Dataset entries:
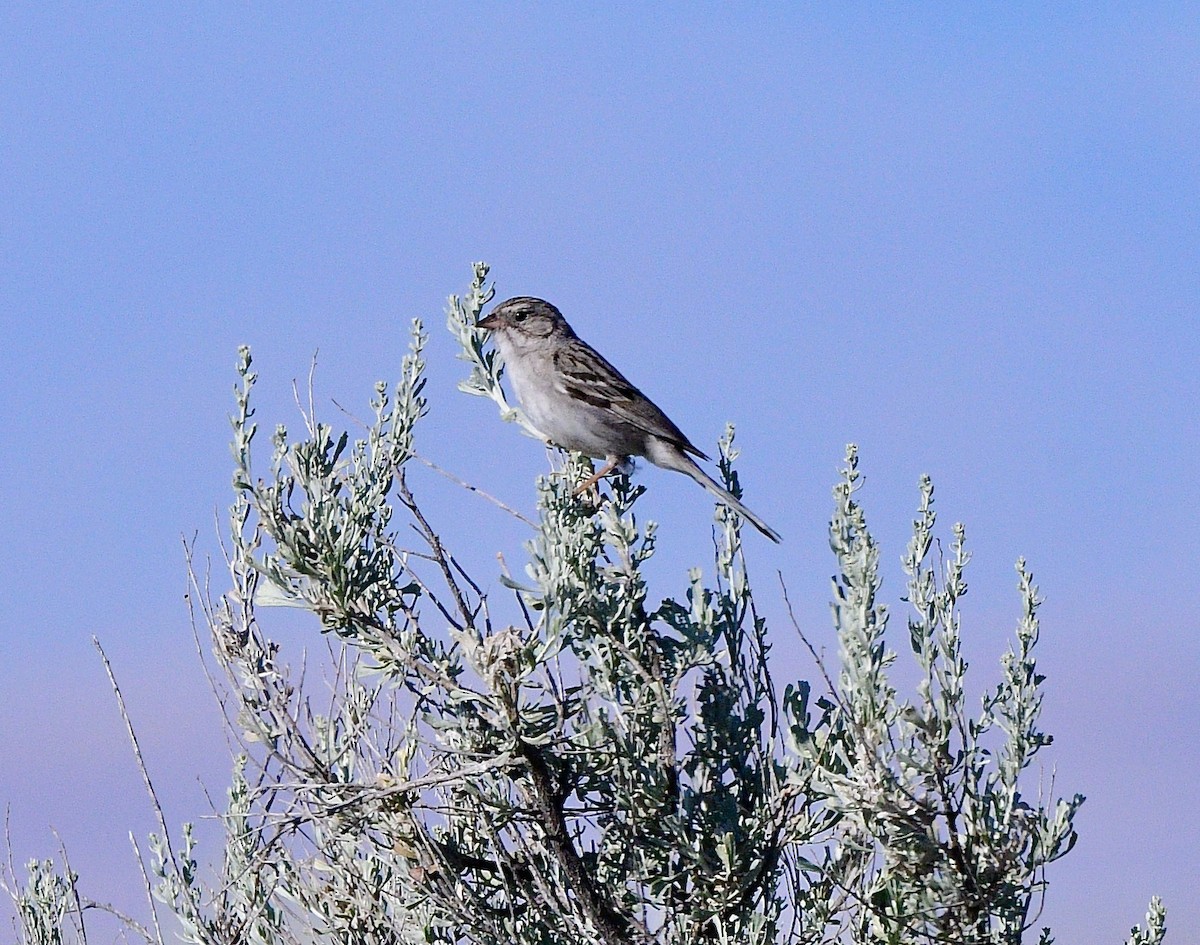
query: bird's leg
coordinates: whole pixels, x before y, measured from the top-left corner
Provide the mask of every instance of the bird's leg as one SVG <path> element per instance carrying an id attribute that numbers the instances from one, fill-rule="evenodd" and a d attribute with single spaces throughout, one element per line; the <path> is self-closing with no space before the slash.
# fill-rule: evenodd
<path id="1" fill-rule="evenodd" d="M 589 489 L 591 489 L 594 485 L 596 485 L 596 483 L 598 483 L 601 479 L 603 479 L 610 472 L 612 472 L 614 469 L 616 469 L 618 466 L 620 466 L 621 460 L 622 460 L 622 457 L 620 457 L 620 456 L 607 457 L 604 465 L 600 467 L 600 471 L 598 473 L 596 473 L 595 475 L 593 475 L 591 479 L 589 479 L 587 482 L 585 482 L 583 485 L 581 485 L 578 489 L 575 490 L 575 497 L 578 498 L 579 496 L 583 495 L 585 492 L 587 492 Z"/>

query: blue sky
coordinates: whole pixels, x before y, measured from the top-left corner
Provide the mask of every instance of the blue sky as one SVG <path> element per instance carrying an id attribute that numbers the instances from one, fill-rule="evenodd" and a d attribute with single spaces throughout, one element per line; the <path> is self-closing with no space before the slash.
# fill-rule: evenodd
<path id="1" fill-rule="evenodd" d="M 1089 797 L 1043 920 L 1117 942 L 1159 892 L 1173 939 L 1200 938 L 1198 140 L 1190 5 L 7 5 L 18 860 L 53 826 L 91 893 L 141 908 L 127 834 L 152 824 L 92 635 L 171 821 L 205 813 L 201 782 L 224 789 L 181 538 L 217 550 L 238 344 L 269 429 L 297 425 L 290 385 L 318 350 L 323 402 L 362 409 L 423 318 L 419 448 L 531 506 L 543 451 L 455 392 L 442 330 L 486 259 L 501 297 L 556 302 L 701 448 L 738 424 L 747 503 L 785 536 L 748 537 L 768 612 L 779 569 L 826 645 L 846 442 L 898 614 L 921 473 L 945 534 L 966 522 L 980 685 L 1025 555 L 1047 599 L 1046 759 Z M 640 475 L 674 593 L 708 558 L 711 502 Z M 516 523 L 419 488 L 481 575 L 520 555 Z M 775 627 L 780 675 L 811 675 Z"/>

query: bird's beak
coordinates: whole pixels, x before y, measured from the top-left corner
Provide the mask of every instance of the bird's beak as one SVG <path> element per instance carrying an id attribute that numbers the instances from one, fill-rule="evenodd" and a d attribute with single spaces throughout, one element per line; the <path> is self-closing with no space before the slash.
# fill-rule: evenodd
<path id="1" fill-rule="evenodd" d="M 495 313 L 495 312 L 493 312 L 493 313 L 492 313 L 491 315 L 489 315 L 487 318 L 481 318 L 481 319 L 479 319 L 479 321 L 477 321 L 477 322 L 475 323 L 475 327 L 476 327 L 476 328 L 486 328 L 486 329 L 488 329 L 489 331 L 491 331 L 491 330 L 493 330 L 493 329 L 496 329 L 496 328 L 499 328 L 499 327 L 500 327 L 500 319 L 498 319 L 498 318 L 496 317 L 496 313 Z"/>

▸ **WHAT YOU SHOULD DO**
Repeat the records above word for word. Pictures stay out of the copy.

▸ **EXPECTED ANSWER**
query: bird's leg
coordinates: whole pixels, x before y, measured from the top-left corner
Provide the mask of every instance of the bird's leg as one SVG <path> element per instance carrying an id attribute that numbers the instances from one, fill-rule="evenodd" and a d attribute with single spaces throughout, one element per line; the <path> is self-closing with no space before the slash.
# fill-rule: evenodd
<path id="1" fill-rule="evenodd" d="M 589 489 L 591 489 L 594 485 L 596 485 L 596 483 L 598 483 L 601 479 L 603 479 L 610 472 L 612 472 L 614 469 L 616 469 L 618 466 L 620 466 L 621 460 L 622 460 L 622 457 L 620 457 L 620 456 L 607 457 L 604 465 L 600 467 L 600 471 L 598 473 L 596 473 L 595 475 L 593 475 L 591 479 L 589 479 L 587 482 L 585 482 L 583 485 L 581 485 L 578 489 L 575 490 L 575 497 L 578 498 L 579 496 L 583 495 L 585 492 L 587 492 Z"/>

query: blue sky
coordinates: whole pixels, x before y, measured from the top-left corner
Provide the mask of every instance of the blue sky as one SVG <path> element per instance carrying an id attribute that numbers the instances from one, fill-rule="evenodd" and a d attribute with single spaces throughout, one element per line; the <path> is self-closing with no space before the slash.
# fill-rule: evenodd
<path id="1" fill-rule="evenodd" d="M 1089 797 L 1043 920 L 1117 942 L 1159 892 L 1173 939 L 1200 938 L 1198 140 L 1190 5 L 7 5 L 18 860 L 53 826 L 91 893 L 141 908 L 127 834 L 152 824 L 92 635 L 171 821 L 205 813 L 201 782 L 224 789 L 181 538 L 217 550 L 238 344 L 269 429 L 297 425 L 290 385 L 318 350 L 323 402 L 362 409 L 423 318 L 419 448 L 531 506 L 543 451 L 455 392 L 442 330 L 486 259 L 501 297 L 556 302 L 701 448 L 738 424 L 747 503 L 785 536 L 748 537 L 768 612 L 779 569 L 826 645 L 846 442 L 898 614 L 921 473 L 945 534 L 966 522 L 980 685 L 1025 555 L 1047 599 L 1046 759 Z M 640 475 L 674 593 L 708 558 L 711 502 Z M 516 523 L 419 488 L 481 575 L 520 555 Z M 775 627 L 780 675 L 811 675 Z"/>

query: bird's beak
coordinates: whole pixels, x before y, measured from the top-left corner
Provide the mask of every instance of the bird's beak as one SVG <path> element per instance carrying an id attribute that numbers the instances from one, fill-rule="evenodd" and a d attribute with single spaces throughout, one element per line; the <path> is self-closing with no space before the slash.
# fill-rule: evenodd
<path id="1" fill-rule="evenodd" d="M 495 313 L 495 312 L 493 312 L 493 313 L 492 313 L 491 315 L 489 315 L 487 318 L 481 318 L 481 319 L 479 319 L 479 321 L 477 321 L 477 322 L 475 323 L 475 327 L 476 327 L 476 328 L 486 328 L 486 329 L 488 329 L 489 331 L 491 331 L 491 330 L 493 330 L 493 329 L 496 329 L 496 328 L 499 328 L 499 327 L 500 327 L 500 319 L 498 319 L 498 318 L 496 317 L 496 313 Z"/>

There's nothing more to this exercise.